[Pointing and labeling entries]
····················
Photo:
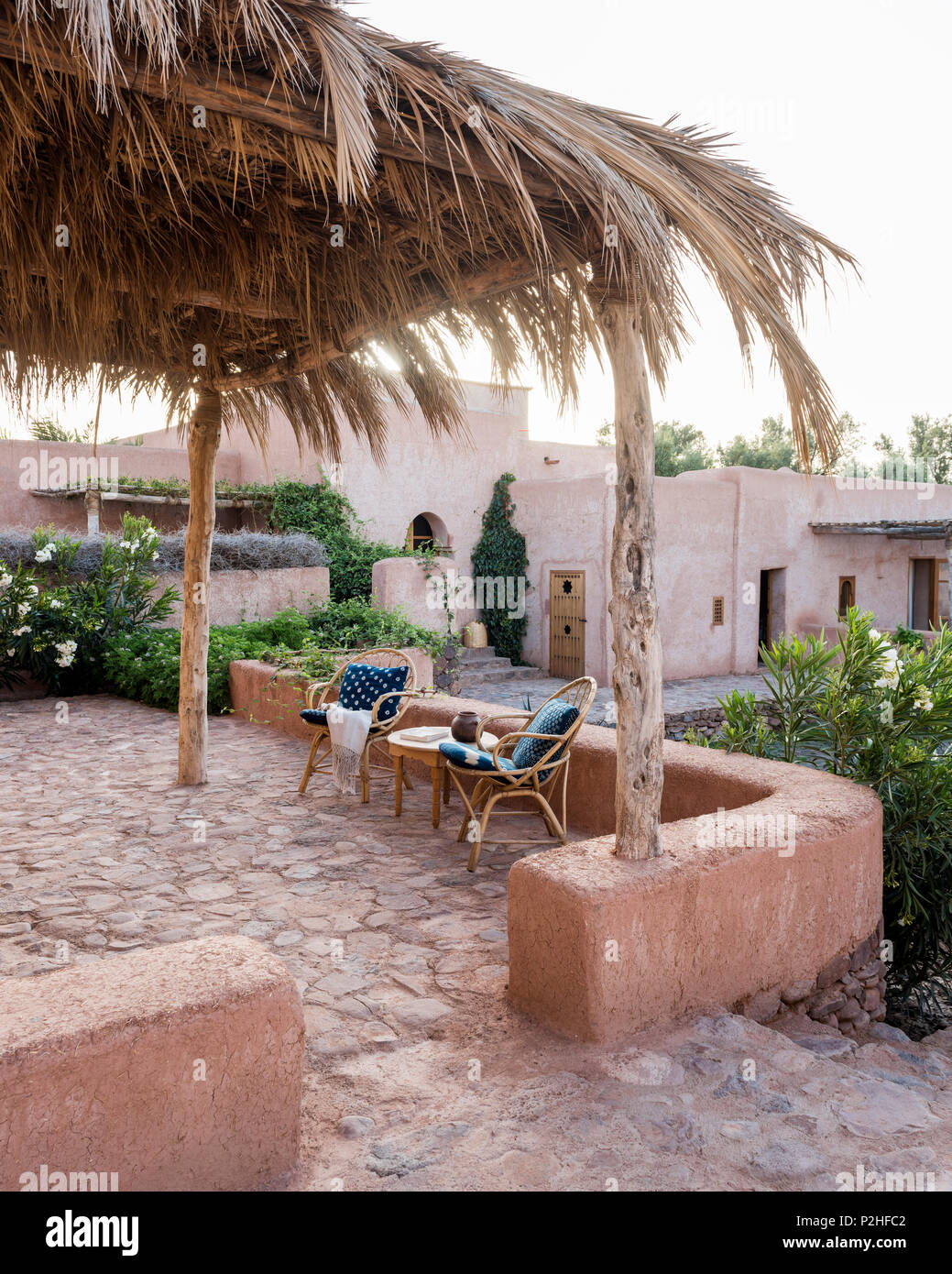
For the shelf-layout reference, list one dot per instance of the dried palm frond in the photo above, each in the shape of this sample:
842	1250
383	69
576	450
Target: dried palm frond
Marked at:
348	206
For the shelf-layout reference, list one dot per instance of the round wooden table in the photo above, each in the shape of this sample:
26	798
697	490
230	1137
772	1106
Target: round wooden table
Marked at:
429	752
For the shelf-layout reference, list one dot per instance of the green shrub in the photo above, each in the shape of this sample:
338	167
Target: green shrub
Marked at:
325	512
882	718
501	552
146	665
56	626
908	637
352	623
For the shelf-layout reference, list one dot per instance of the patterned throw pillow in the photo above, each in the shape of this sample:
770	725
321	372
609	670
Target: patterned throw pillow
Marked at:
364	685
472	758
554	718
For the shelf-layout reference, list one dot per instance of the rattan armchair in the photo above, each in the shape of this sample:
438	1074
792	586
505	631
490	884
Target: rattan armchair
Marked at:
319	757
541	783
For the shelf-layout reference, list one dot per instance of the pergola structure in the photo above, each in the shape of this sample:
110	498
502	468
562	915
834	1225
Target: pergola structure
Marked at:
935	529
245	205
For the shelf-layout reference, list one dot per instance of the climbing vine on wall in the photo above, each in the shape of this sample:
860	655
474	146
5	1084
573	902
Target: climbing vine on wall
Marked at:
501	555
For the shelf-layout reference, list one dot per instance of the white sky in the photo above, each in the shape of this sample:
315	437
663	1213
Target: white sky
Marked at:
843	104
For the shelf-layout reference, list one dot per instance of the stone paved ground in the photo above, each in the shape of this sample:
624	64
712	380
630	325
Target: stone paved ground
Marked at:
420	1075
685	696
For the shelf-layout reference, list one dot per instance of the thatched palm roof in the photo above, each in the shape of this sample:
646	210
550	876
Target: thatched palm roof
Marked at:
469	203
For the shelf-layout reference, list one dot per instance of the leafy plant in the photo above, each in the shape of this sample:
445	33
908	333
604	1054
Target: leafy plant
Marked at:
325	512
146	665
883	718
908	637
501	553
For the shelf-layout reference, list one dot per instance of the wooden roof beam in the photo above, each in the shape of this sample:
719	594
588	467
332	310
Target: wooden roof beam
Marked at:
502	277
255	101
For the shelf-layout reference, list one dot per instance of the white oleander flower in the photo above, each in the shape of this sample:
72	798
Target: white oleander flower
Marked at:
68	653
923	699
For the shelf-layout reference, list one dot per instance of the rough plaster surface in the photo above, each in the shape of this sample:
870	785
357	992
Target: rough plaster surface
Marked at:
695	927
420	1071
237	597
98	1069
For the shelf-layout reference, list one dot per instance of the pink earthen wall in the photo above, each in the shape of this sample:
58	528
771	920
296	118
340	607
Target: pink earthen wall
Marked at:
245	595
163	457
717	529
176	1068
709	923
408	585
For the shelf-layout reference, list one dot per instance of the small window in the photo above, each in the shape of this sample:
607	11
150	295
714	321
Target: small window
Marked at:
420	534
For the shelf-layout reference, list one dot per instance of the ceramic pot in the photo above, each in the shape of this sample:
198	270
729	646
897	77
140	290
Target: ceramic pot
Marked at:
464	726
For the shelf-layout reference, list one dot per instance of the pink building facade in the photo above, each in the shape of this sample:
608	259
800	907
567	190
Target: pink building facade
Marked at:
739	557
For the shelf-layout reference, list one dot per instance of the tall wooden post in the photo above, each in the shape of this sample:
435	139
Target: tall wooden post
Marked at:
204	434
633	607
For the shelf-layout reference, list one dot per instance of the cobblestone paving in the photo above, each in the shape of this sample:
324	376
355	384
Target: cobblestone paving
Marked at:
420	1074
685	696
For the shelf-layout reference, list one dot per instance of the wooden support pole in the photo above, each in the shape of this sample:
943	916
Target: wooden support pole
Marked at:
204	436
633	607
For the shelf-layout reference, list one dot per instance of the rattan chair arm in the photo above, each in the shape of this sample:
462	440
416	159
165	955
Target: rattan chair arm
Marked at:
316	686
508	741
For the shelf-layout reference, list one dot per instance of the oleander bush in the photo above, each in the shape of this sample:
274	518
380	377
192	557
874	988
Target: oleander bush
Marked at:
231	551
882	716
55	623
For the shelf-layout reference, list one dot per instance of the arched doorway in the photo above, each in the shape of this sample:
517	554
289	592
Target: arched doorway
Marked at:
427	532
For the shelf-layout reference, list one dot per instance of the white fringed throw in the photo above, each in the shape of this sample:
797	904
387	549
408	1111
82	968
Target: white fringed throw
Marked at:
348	735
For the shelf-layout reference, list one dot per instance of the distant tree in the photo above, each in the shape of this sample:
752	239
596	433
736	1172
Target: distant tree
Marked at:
680	448
928	443
772	447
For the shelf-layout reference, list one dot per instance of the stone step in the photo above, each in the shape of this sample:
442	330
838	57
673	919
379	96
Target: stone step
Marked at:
508	675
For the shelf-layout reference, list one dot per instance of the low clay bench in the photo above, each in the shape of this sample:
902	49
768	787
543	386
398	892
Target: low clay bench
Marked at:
176	1069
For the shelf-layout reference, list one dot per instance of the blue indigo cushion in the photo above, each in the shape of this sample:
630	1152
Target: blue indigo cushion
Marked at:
364	685
472	758
553	718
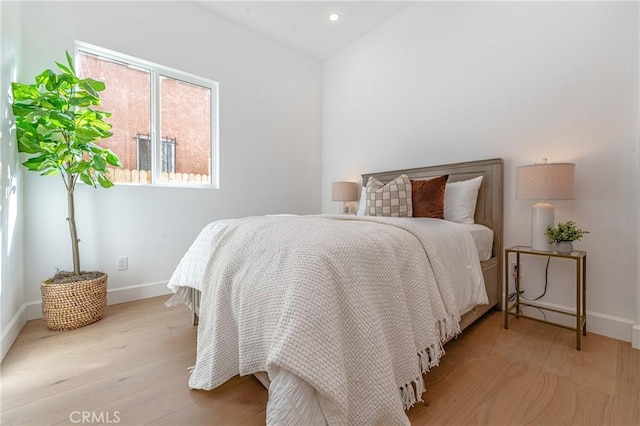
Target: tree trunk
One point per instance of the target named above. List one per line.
(72, 230)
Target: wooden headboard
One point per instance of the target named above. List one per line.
(489, 212)
(489, 208)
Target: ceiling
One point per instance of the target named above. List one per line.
(304, 25)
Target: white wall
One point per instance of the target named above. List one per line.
(12, 311)
(270, 100)
(447, 82)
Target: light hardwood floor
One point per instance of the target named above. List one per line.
(131, 368)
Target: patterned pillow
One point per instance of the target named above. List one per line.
(392, 199)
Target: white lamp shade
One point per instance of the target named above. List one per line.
(547, 181)
(543, 182)
(344, 191)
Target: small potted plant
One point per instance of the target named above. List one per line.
(57, 128)
(563, 234)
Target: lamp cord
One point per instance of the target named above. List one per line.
(546, 282)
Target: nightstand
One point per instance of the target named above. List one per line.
(580, 259)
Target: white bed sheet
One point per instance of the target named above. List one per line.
(483, 237)
(288, 391)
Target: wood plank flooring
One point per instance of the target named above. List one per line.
(130, 368)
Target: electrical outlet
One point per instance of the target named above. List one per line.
(123, 263)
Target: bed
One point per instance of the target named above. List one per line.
(343, 337)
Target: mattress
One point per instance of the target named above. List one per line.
(483, 237)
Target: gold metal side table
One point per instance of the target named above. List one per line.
(580, 258)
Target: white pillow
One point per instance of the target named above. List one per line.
(362, 206)
(460, 200)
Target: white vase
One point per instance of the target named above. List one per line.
(563, 247)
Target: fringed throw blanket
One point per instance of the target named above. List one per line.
(358, 307)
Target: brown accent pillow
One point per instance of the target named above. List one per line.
(427, 197)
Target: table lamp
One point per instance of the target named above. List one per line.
(544, 182)
(344, 191)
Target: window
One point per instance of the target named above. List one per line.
(167, 153)
(165, 122)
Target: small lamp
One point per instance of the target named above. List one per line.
(544, 182)
(344, 191)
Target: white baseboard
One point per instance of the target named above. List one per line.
(11, 331)
(635, 338)
(603, 324)
(33, 310)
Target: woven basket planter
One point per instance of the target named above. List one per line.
(67, 306)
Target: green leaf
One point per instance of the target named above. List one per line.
(29, 144)
(99, 163)
(23, 92)
(20, 110)
(35, 163)
(80, 100)
(50, 172)
(104, 181)
(63, 68)
(46, 78)
(79, 167)
(87, 178)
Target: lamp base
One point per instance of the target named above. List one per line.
(541, 218)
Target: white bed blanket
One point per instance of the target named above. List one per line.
(357, 307)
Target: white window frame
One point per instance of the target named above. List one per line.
(157, 71)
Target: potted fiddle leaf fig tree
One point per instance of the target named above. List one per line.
(57, 128)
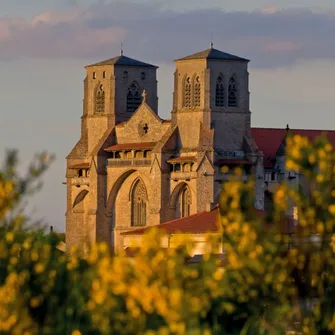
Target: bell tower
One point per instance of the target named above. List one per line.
(112, 94)
(211, 90)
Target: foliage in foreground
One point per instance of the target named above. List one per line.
(264, 287)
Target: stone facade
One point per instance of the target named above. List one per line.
(176, 163)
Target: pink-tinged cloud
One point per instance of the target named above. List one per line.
(153, 34)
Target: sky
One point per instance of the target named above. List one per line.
(44, 46)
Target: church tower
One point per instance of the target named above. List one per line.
(211, 88)
(112, 93)
(211, 111)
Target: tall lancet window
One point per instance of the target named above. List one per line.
(139, 204)
(219, 92)
(232, 93)
(100, 100)
(185, 203)
(134, 97)
(197, 91)
(187, 92)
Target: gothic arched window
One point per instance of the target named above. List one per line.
(232, 93)
(185, 202)
(187, 92)
(197, 91)
(139, 204)
(134, 97)
(219, 92)
(100, 100)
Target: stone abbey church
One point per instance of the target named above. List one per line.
(130, 168)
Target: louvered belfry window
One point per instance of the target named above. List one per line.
(100, 100)
(134, 97)
(232, 93)
(219, 92)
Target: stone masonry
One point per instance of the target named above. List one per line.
(131, 168)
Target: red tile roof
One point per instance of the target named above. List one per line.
(125, 146)
(206, 222)
(80, 166)
(268, 140)
(233, 162)
(203, 222)
(182, 159)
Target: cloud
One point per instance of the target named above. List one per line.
(270, 37)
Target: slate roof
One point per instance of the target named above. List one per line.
(268, 140)
(123, 60)
(212, 53)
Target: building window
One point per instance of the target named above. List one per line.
(139, 204)
(134, 98)
(100, 100)
(197, 91)
(185, 202)
(187, 92)
(232, 93)
(219, 92)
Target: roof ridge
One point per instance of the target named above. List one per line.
(165, 223)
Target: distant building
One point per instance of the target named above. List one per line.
(132, 169)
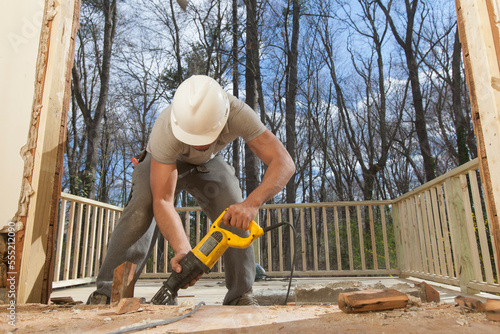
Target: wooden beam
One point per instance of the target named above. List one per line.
(43, 154)
(123, 282)
(479, 34)
(372, 300)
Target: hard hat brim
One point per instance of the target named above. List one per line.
(198, 139)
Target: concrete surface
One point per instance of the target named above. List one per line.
(270, 292)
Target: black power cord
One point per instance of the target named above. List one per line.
(159, 323)
(272, 227)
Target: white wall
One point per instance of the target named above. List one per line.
(20, 25)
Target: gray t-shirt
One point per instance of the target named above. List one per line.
(165, 148)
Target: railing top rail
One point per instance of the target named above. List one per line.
(473, 164)
(79, 199)
(304, 205)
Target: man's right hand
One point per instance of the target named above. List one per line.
(175, 263)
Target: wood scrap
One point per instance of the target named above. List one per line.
(123, 282)
(372, 300)
(428, 293)
(470, 303)
(127, 305)
(64, 301)
(492, 309)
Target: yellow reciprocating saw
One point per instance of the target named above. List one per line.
(203, 257)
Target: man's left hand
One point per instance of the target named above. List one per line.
(240, 215)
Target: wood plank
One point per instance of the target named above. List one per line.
(481, 230)
(326, 239)
(492, 309)
(337, 238)
(90, 267)
(372, 300)
(471, 233)
(123, 282)
(479, 34)
(384, 238)
(349, 237)
(269, 242)
(445, 232)
(315, 240)
(98, 257)
(426, 233)
(60, 238)
(460, 242)
(44, 152)
(361, 240)
(69, 241)
(432, 231)
(280, 242)
(471, 303)
(428, 293)
(127, 305)
(438, 230)
(303, 240)
(372, 234)
(76, 244)
(419, 225)
(85, 244)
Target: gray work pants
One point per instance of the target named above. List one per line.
(215, 187)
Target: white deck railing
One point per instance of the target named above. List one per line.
(429, 233)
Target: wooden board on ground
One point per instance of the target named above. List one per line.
(428, 293)
(469, 302)
(123, 282)
(372, 300)
(492, 309)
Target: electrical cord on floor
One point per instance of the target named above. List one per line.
(159, 323)
(272, 227)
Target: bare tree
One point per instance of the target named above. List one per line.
(83, 90)
(407, 42)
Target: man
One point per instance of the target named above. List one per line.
(182, 154)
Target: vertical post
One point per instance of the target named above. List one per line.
(459, 237)
(480, 37)
(398, 238)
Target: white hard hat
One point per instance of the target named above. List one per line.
(199, 111)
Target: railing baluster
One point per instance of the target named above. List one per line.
(315, 242)
(268, 243)
(337, 237)
(90, 268)
(384, 237)
(478, 210)
(60, 239)
(361, 238)
(349, 236)
(85, 246)
(69, 241)
(280, 243)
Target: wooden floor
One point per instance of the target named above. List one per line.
(445, 317)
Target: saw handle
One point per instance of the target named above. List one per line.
(234, 240)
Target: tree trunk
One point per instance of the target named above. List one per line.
(93, 122)
(236, 75)
(459, 119)
(252, 50)
(407, 45)
(291, 97)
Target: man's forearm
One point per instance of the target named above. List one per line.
(170, 226)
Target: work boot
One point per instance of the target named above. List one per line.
(98, 299)
(247, 299)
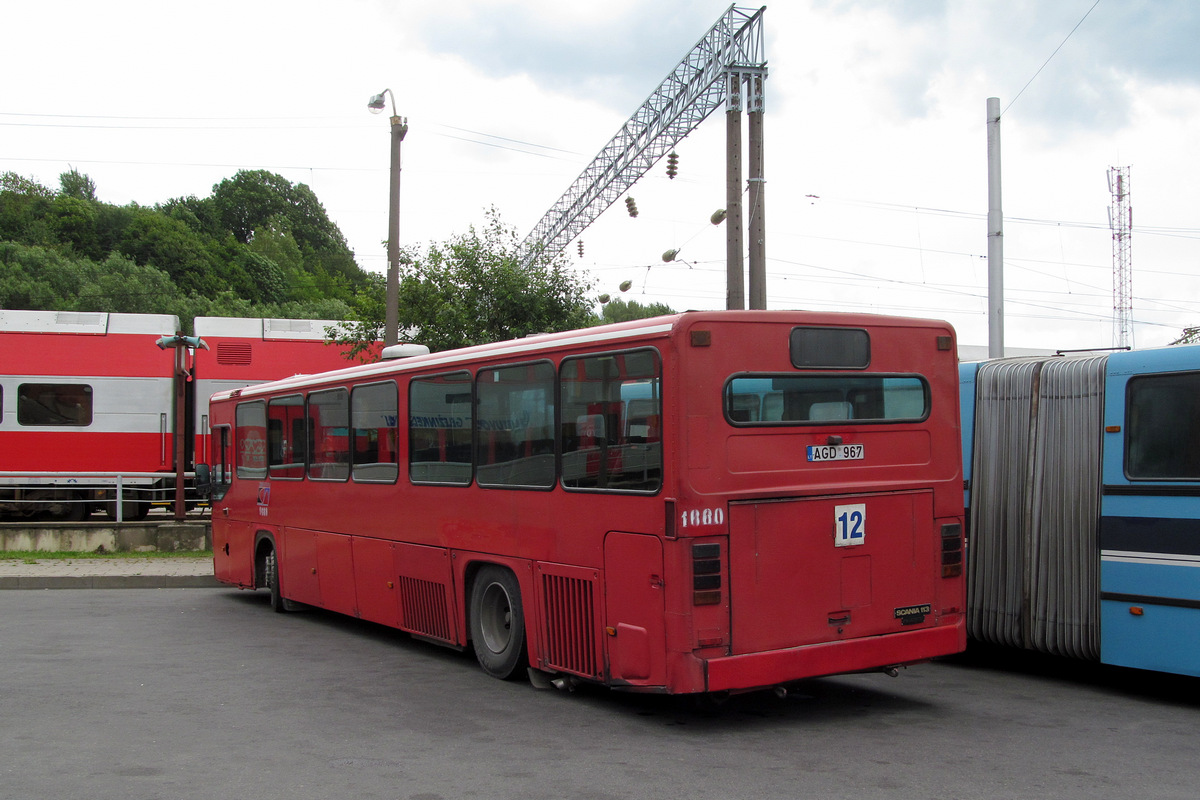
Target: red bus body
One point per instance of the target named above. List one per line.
(90, 392)
(700, 547)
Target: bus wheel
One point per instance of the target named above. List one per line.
(271, 569)
(497, 623)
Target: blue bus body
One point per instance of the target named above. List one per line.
(1083, 483)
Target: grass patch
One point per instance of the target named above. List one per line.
(29, 557)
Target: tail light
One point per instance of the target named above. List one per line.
(952, 551)
(706, 575)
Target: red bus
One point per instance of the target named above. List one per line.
(711, 501)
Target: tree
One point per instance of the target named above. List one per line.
(1188, 336)
(77, 185)
(474, 289)
(622, 311)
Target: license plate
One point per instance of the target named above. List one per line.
(835, 452)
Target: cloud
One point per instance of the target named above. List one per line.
(613, 52)
(1006, 46)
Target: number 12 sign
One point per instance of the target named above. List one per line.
(850, 524)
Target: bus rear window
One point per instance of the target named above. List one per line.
(814, 400)
(831, 348)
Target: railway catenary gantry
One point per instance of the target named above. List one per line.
(731, 52)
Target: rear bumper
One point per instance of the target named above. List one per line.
(774, 667)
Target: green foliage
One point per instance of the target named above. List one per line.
(621, 311)
(77, 185)
(473, 289)
(1188, 336)
(279, 256)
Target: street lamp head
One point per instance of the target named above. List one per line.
(377, 102)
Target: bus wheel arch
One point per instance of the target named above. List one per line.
(497, 621)
(267, 572)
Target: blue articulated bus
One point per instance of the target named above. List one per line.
(1083, 486)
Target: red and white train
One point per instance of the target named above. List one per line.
(85, 397)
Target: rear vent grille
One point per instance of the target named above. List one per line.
(424, 605)
(570, 624)
(234, 353)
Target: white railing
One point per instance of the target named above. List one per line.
(28, 493)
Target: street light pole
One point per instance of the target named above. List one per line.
(399, 128)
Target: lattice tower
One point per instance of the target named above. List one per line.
(1121, 223)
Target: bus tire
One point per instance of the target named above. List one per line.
(497, 623)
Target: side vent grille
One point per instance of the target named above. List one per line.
(424, 607)
(234, 353)
(570, 624)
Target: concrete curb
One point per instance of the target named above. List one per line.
(111, 582)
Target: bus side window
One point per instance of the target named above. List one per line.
(222, 462)
(515, 426)
(286, 437)
(1163, 427)
(250, 439)
(439, 426)
(611, 422)
(373, 420)
(329, 421)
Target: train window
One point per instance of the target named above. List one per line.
(329, 428)
(287, 438)
(515, 426)
(250, 439)
(439, 423)
(375, 416)
(54, 404)
(1163, 427)
(611, 425)
(821, 400)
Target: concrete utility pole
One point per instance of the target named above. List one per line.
(735, 276)
(995, 238)
(399, 128)
(757, 194)
(731, 52)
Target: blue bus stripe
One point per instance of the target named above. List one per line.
(1151, 535)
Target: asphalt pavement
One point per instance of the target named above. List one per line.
····················
| Goal |
Repeat exactly the lines above from the line that contains "Target: street lamp head" through the end. Include both of these ends; leave out everything else.

| Output |
Target: street lamp head
One point per instance of the target named above. List one per line.
(377, 102)
Target: bus wheel arch
One point per instance of the target named above. List one per line.
(497, 621)
(267, 572)
Target: blue articulated bus
One point per instance of the target named above. List one per line.
(1083, 486)
Target: red and white train
One point per instance of the target named above. List one per line.
(85, 397)
Target: rear vent grille
One point per instance of the target named above. List one per line.
(424, 605)
(570, 624)
(234, 353)
Target: white railing
One point per instance of the target named above. List one per line.
(28, 493)
Target: street light pole
One point per instance of the target named above. List one per line.
(399, 128)
Target: lattice tower
One point per instance of the target named above. List one per line.
(1121, 223)
Target: bus tire
One point per instance of the target named above. List one per line.
(497, 623)
Target: side vent grille
One point per instance of the target named above. List one per line.
(424, 607)
(234, 353)
(570, 624)
Target: concrete curb
One point per instance of the target named above. List one per line.
(111, 582)
Target: bus side window
One point per instance of the target named above. List one per line.
(222, 462)
(515, 426)
(286, 437)
(1163, 427)
(250, 439)
(439, 426)
(611, 422)
(373, 420)
(329, 421)
Target: train window
One point per instance of the target named above. List one per line.
(329, 428)
(287, 438)
(515, 426)
(250, 439)
(439, 423)
(375, 416)
(54, 404)
(1163, 427)
(611, 425)
(821, 400)
Target: concrete utility pole
One point per instance of the target named above. List one per line.
(735, 276)
(995, 238)
(399, 128)
(757, 194)
(731, 52)
Target: blue bus stripe
One point per instance of the target named above. List one per line.
(1151, 535)
Target: asphalt pavement
One point per instance of the target named above. List one per line.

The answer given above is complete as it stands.